§ SOURCE EXTRACT
▼

Coronavirus tracking technology raises privacy concerns: "It's a little scary"
Countries around the world are rushing to use technology to help slow the spread of the coronavirus. Some governments are tracking citizens with the help of apps, drones and other high-tech methods, but critics warn the surveillance may go too far.
In China, drones pick out perpetrators in public, ordering people to wear masks. In South Korea, special cameras expose anyone with a fever. And in Tunisia, a police robot questions suspected violators of the country's lockdown.
Milo Hsieh, a student at American University in Washington, D.C., said when he flew home to Taiwan last month, authorities told him to quarantine at home for two weeks.
"I had to fill out a form, putting in my address, my ID number and all that for them to track me," he told CBS News foreign correspondent Roxana Saberi. "They verbally told me that, you know, your phone will be satellite tracked."
But he didn't realize how closely it would be tracked.
"My phone ran out of battery for about 15 minutes," he said. "I plugged it in … but by then, there was already two police officers knocking on my door."
Hsieh said "it's a little scary" that officials have the capability to do that level of tracking and enforcement.
It's also a concern raised by privacy advocates like Estelle Masse.
"Governments do need data to fight the spread of the virus, but ... knowing at what time I go to the shop, if I'm not infected, knowing who I might be meeting there, is not relevant," Masse said.
The extent of surveillance varies from country to country. In Europe, voluntary apps track people's symptoms, and one in Israel even alerts users if they've come into contact with someone who's infected.
Now Google and Apple say they're building similar contact-tracing technology into smartphones, a move President Donald Trump said his administration is looking into. Already, U.S. officials are turning to tech companies to tap into digital data to see if people are practicing social distancing.

▲

§ DATA UNDER STUDY

▼

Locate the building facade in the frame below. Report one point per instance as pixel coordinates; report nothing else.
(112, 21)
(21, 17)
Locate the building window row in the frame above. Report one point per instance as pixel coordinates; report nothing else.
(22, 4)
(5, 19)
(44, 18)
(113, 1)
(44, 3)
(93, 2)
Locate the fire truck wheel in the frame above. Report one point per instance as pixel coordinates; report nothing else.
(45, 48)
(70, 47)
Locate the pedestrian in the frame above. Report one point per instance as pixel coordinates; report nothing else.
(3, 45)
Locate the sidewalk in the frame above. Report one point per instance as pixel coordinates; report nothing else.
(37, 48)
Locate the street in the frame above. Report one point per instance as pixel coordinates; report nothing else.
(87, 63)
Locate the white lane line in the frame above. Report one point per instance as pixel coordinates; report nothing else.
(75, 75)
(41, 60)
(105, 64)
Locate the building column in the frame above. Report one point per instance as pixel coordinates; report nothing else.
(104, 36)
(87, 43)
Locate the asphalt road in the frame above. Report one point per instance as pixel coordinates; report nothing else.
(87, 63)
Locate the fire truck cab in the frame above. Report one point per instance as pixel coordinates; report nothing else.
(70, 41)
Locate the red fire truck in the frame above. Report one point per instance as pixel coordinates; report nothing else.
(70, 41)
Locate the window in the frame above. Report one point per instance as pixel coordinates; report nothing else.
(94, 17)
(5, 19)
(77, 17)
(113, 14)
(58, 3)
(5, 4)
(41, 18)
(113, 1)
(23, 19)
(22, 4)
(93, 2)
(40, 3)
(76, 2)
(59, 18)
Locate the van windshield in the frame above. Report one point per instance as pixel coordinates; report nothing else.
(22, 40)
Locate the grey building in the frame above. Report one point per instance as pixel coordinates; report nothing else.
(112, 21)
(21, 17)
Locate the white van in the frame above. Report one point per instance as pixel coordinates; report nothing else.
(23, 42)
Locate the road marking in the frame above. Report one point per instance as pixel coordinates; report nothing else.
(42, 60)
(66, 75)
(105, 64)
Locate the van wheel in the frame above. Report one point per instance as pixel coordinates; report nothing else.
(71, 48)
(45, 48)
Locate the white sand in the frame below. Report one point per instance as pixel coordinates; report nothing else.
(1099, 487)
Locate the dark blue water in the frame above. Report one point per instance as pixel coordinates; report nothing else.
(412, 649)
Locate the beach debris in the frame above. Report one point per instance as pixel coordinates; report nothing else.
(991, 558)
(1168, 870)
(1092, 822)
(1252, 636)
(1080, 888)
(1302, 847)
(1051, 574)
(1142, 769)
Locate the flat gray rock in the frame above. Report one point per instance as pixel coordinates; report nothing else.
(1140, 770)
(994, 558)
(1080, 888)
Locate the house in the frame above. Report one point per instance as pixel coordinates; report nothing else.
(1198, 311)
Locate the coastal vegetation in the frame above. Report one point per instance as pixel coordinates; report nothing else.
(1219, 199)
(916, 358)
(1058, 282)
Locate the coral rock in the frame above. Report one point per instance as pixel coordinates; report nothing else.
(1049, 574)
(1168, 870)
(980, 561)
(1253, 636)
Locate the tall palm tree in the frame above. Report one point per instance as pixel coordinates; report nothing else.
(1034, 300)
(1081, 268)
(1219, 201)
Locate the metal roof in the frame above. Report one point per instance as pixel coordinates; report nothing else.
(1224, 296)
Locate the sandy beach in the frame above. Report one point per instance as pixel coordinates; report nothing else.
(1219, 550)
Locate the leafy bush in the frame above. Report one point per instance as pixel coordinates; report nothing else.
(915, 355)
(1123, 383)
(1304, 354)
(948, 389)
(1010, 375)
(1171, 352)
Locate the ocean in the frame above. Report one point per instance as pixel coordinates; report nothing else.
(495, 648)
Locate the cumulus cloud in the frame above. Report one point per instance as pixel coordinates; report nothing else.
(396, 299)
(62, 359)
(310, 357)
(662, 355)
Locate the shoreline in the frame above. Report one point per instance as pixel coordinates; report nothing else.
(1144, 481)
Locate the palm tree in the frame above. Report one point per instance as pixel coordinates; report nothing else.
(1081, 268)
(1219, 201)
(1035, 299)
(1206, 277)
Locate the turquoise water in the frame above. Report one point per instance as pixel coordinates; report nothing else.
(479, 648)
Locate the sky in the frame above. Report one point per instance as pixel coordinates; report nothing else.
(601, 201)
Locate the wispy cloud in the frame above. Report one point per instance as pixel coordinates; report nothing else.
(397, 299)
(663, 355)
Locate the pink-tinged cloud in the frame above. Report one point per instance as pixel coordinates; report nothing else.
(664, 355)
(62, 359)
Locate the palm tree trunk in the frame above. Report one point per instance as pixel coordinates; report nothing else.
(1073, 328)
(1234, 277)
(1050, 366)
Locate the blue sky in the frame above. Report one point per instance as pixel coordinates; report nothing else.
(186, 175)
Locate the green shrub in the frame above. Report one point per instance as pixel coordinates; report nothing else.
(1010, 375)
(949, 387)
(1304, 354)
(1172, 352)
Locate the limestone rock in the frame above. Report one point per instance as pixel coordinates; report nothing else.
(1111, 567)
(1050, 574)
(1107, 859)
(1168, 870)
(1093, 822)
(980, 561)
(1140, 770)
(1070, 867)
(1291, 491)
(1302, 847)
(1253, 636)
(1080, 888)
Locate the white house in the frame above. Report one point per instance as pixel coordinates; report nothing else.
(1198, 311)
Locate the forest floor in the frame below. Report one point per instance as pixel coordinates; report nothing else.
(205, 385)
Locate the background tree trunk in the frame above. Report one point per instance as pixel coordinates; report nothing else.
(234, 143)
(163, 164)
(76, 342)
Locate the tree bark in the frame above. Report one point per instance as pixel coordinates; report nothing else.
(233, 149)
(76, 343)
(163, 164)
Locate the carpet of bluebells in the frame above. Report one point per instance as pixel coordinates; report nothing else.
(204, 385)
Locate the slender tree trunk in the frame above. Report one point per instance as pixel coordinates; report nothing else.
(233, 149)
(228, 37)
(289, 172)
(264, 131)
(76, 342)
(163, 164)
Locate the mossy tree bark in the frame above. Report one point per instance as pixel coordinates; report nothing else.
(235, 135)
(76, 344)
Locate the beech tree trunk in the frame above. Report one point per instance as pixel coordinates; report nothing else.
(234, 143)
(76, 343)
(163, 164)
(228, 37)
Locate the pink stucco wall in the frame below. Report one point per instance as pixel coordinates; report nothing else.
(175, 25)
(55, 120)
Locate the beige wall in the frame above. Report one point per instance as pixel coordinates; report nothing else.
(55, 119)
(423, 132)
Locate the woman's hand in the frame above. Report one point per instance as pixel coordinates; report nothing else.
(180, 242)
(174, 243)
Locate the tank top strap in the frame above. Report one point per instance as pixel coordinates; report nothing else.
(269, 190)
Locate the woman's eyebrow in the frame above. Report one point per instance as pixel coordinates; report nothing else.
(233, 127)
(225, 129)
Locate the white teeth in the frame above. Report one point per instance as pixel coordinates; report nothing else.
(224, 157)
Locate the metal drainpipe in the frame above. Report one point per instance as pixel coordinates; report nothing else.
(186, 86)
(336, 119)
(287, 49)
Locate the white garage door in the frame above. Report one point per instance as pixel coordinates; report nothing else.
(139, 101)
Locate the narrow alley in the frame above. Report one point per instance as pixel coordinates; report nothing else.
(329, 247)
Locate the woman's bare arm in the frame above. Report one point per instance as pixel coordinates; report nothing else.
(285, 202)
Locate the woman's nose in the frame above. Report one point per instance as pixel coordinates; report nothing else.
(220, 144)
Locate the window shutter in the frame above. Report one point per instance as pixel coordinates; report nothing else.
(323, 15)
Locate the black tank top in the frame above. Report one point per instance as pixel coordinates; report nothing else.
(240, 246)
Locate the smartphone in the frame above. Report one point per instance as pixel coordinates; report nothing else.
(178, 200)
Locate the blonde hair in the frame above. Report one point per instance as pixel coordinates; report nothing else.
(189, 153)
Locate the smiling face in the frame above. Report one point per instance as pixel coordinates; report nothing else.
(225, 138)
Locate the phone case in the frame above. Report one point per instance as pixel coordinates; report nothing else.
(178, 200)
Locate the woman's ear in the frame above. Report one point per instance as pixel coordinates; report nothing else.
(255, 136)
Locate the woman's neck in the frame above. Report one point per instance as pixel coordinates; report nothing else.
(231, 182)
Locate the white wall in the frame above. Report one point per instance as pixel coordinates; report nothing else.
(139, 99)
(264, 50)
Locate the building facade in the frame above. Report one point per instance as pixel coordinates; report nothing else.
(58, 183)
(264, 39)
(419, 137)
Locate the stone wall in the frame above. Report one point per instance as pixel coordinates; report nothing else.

▲

Answer these questions using the coronavirus tracking article:
1. What questions suspected violators of Tunisia's lockdown?
2. For about how long did Milo Hsieh's phone run out of battery?
3. Which two companies say they are building contact-tracing technology into smartphones?

§ RESPONSE TO THE EXERCISE
1. A police robot.
2. About 15 minutes.
3. Google and Apple.